YOUR OBJECTIVE: Can you write out these lines exactly, starting at the line that contains "the house in" and ending at the last line?

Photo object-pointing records
## Start

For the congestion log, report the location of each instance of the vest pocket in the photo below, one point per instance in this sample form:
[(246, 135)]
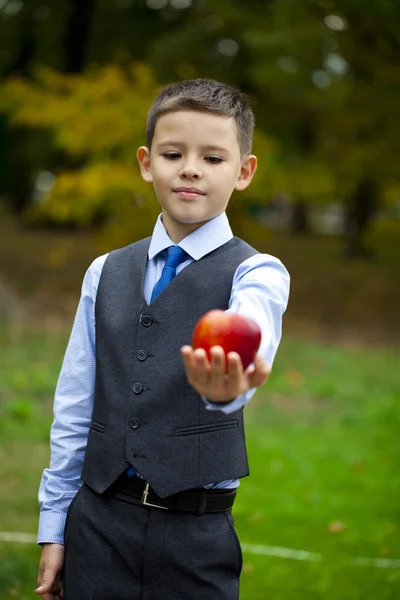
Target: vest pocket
[(206, 428), (97, 427)]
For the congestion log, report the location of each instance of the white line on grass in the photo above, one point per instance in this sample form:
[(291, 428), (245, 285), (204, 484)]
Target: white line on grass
[(383, 563)]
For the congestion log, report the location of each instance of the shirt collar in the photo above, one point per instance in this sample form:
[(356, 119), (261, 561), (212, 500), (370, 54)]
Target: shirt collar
[(202, 241)]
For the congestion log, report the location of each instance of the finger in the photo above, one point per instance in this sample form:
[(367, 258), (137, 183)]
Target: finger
[(259, 375), (234, 381), (217, 363), (47, 578), (202, 367)]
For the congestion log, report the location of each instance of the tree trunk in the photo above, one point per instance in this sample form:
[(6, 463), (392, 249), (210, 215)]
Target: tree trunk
[(360, 212), (77, 35)]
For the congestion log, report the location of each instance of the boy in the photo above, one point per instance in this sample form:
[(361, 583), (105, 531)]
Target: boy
[(148, 440)]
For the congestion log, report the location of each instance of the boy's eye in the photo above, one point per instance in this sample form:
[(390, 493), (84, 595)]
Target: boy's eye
[(171, 155), (213, 159)]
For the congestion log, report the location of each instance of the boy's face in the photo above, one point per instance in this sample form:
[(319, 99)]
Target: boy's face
[(194, 165)]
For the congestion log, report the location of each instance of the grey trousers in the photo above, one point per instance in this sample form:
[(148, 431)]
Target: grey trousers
[(117, 550)]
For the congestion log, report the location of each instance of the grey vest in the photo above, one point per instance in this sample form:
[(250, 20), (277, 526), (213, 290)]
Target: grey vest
[(145, 412)]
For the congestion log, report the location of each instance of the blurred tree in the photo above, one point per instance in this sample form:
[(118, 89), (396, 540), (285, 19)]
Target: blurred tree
[(322, 75)]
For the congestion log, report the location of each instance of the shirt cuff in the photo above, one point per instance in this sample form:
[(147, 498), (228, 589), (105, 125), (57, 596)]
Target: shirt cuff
[(232, 406), (51, 527)]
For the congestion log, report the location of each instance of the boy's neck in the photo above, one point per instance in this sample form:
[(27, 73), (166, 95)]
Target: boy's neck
[(178, 231)]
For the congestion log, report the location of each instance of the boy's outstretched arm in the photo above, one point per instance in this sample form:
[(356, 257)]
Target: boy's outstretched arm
[(222, 379)]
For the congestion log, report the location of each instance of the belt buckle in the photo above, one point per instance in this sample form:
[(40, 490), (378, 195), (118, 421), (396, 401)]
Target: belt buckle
[(144, 498)]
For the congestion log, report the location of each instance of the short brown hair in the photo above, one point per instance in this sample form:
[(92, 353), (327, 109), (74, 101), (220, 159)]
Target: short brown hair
[(206, 95)]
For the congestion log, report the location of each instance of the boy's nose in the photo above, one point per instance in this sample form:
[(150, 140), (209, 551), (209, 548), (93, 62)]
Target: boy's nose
[(190, 172)]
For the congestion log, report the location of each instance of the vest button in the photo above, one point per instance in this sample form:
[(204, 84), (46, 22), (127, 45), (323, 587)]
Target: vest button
[(141, 355), (134, 422), (146, 320)]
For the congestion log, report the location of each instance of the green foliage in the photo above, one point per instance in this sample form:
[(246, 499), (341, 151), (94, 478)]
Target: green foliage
[(323, 443), (97, 120)]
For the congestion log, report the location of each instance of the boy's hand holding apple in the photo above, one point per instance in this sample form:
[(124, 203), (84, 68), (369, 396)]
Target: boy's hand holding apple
[(223, 346)]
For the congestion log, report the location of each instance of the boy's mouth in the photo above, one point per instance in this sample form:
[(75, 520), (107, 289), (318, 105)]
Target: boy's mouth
[(188, 193)]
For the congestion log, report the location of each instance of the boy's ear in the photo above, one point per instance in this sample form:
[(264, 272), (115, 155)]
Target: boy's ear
[(247, 170), (143, 156)]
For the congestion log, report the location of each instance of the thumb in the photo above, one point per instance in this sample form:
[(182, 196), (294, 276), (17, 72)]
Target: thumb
[(46, 583)]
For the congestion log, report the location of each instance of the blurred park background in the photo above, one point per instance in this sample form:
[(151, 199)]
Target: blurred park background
[(323, 77)]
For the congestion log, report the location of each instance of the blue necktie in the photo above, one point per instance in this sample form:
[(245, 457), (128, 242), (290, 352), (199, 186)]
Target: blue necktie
[(175, 256)]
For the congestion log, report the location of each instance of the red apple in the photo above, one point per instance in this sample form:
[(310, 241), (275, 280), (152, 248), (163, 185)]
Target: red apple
[(234, 333)]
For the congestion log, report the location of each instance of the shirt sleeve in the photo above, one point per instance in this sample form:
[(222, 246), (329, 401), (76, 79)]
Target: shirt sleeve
[(260, 291), (73, 405)]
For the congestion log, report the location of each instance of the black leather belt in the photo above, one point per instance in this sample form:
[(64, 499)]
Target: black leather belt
[(198, 501)]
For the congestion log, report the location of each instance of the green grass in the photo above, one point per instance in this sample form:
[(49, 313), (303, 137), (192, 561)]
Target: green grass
[(323, 440)]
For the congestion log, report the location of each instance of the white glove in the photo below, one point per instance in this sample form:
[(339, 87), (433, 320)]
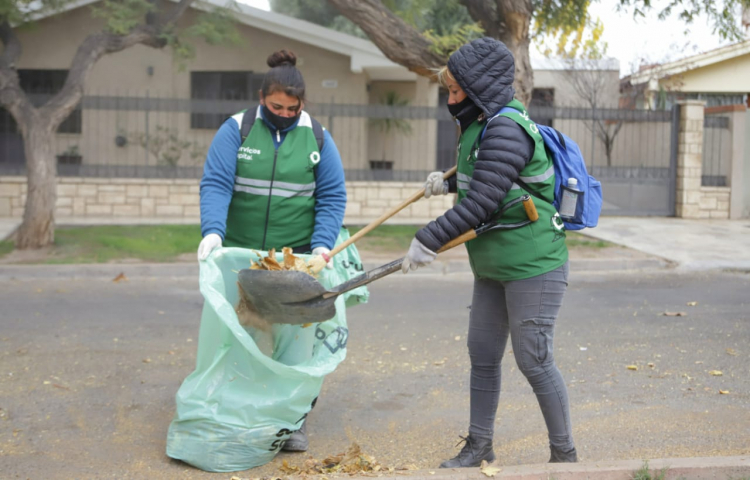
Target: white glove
[(208, 244), (417, 256), (320, 251), (435, 185)]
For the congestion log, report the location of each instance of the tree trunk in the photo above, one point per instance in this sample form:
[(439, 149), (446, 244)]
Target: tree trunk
[(516, 38), (38, 227)]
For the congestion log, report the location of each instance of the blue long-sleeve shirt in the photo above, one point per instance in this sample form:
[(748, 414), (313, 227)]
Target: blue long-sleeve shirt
[(217, 184)]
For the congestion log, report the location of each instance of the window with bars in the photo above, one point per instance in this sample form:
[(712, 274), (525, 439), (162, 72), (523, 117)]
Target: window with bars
[(222, 86), (40, 85)]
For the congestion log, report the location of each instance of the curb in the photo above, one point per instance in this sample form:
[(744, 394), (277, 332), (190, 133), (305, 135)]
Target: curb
[(697, 468), (106, 271), (174, 270)]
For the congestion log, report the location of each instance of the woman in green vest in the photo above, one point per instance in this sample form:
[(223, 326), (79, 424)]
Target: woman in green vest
[(273, 178), (520, 274)]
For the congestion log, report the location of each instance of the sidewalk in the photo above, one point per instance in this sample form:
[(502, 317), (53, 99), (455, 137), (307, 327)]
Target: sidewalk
[(696, 468), (649, 243), (690, 244)]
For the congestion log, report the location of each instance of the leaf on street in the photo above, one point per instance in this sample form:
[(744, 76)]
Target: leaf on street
[(120, 278), (488, 469)]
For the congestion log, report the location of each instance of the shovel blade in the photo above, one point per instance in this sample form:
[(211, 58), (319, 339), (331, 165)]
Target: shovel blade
[(283, 296)]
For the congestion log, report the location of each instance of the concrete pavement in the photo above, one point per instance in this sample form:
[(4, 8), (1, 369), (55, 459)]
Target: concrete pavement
[(696, 468), (690, 244), (685, 244)]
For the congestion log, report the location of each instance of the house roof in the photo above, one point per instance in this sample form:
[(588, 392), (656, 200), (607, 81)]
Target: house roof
[(693, 62), (364, 55), (544, 63)]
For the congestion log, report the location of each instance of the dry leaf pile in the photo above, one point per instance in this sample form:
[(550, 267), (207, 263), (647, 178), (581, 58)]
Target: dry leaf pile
[(246, 312), (353, 461), (291, 262)]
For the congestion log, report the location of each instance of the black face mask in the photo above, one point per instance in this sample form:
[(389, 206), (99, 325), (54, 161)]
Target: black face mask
[(281, 123), (457, 108)]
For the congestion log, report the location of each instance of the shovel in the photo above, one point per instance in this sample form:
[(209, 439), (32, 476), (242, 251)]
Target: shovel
[(317, 263), (297, 298)]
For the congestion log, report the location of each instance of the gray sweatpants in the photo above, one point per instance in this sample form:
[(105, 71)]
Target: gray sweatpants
[(526, 311)]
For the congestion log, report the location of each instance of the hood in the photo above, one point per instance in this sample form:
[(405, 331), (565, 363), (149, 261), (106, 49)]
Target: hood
[(485, 69)]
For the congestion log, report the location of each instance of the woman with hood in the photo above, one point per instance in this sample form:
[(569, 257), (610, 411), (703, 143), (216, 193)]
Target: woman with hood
[(273, 178), (520, 275)]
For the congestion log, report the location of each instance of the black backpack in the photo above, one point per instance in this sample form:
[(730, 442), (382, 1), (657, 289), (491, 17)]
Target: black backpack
[(249, 120)]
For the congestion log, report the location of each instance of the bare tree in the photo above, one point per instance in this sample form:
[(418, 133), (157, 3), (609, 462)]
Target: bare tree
[(155, 28), (507, 20), (591, 84)]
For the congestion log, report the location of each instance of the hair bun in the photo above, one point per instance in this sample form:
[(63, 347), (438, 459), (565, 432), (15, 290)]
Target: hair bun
[(282, 57)]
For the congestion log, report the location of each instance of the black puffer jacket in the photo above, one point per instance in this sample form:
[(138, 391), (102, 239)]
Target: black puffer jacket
[(484, 69)]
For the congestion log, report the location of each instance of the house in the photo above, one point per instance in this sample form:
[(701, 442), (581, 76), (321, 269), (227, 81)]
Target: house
[(719, 77), (144, 117), (132, 93)]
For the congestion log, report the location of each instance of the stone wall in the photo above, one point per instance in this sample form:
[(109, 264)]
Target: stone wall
[(178, 200), (692, 200)]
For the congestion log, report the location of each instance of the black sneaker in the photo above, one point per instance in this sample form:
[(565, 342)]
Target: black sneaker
[(475, 450), (298, 440), (563, 456)]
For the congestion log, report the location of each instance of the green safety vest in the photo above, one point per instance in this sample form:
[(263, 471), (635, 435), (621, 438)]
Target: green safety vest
[(524, 252), (273, 204)]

## End

EXPECTED ANSWER:
For the congestion log, report the location of each instance of the house in the photo above, one point per instance in this sample form:
[(701, 442), (581, 76), (321, 269), (227, 81)]
Target: house
[(719, 77), (144, 117), (132, 93)]
For the congestion log, report the location of each instance of the stone wall in the photo above, one point per instance in this sample form:
[(109, 264)]
Target: stone wall
[(178, 200), (692, 200)]
For the congestion log, report the location of each instance of the black sneaker in the photo above, one point per instance in this sample form:
[(565, 342)]
Target: black sneaker
[(475, 450), (298, 440), (563, 456)]
For the congestion log, report the location of each instance of the green safety vest in the photo above, one point per instance in this sample form:
[(263, 471), (635, 435), (621, 438)]
Target: green safety vest
[(524, 252), (273, 204)]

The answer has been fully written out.